• **Task description**
Change "green" to "blue" in the lines from the line with "Outline every instance of the police" to the line with "M 126 114 L", and write out only those lines with nothing else altered.

• **Listing**

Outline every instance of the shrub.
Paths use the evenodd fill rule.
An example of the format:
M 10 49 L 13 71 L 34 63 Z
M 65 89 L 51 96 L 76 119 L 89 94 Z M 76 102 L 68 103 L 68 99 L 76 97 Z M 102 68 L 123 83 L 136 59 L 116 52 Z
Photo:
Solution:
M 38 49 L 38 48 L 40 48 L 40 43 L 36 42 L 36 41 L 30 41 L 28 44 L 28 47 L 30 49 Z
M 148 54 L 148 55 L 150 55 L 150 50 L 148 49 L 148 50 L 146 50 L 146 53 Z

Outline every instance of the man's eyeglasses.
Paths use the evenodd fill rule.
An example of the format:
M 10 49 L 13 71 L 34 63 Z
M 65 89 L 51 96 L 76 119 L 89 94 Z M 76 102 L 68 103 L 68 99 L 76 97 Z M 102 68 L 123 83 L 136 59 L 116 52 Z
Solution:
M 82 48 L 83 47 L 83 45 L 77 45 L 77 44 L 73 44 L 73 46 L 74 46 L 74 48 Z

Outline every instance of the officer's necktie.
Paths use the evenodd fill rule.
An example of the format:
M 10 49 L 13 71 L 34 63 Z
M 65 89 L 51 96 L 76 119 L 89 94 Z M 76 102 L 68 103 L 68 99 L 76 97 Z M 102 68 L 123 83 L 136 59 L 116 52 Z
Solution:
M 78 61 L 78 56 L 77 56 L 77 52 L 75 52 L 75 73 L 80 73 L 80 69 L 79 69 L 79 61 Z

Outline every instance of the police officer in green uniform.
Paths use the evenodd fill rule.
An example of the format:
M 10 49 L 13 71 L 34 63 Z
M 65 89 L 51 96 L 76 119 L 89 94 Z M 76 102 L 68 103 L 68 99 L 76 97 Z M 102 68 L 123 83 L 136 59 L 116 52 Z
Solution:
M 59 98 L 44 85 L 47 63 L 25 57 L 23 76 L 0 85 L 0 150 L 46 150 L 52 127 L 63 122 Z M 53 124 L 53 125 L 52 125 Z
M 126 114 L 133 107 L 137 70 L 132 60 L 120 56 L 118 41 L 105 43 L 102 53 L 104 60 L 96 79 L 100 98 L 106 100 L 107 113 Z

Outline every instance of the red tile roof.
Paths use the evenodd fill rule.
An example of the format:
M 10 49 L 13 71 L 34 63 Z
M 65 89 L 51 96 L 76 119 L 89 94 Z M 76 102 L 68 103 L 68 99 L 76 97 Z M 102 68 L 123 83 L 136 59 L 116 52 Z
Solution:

• **Exercise result**
Outline every instance of the police officer in blue uniform.
Paths use the evenodd fill rule.
An example of the format:
M 10 49 L 13 71 L 34 63 Z
M 65 89 L 51 96 L 76 119 L 89 94 Z M 76 102 L 68 103 L 68 99 L 76 97 Z M 102 68 L 123 83 L 136 59 L 116 52 Z
Solution:
M 59 98 L 44 85 L 47 63 L 25 57 L 23 76 L 0 85 L 0 150 L 46 150 L 52 127 L 63 122 Z M 53 124 L 53 125 L 52 125 Z
M 126 114 L 133 107 L 137 70 L 132 60 L 120 56 L 118 41 L 105 43 L 102 53 L 104 60 L 96 79 L 100 98 L 106 100 L 107 113 Z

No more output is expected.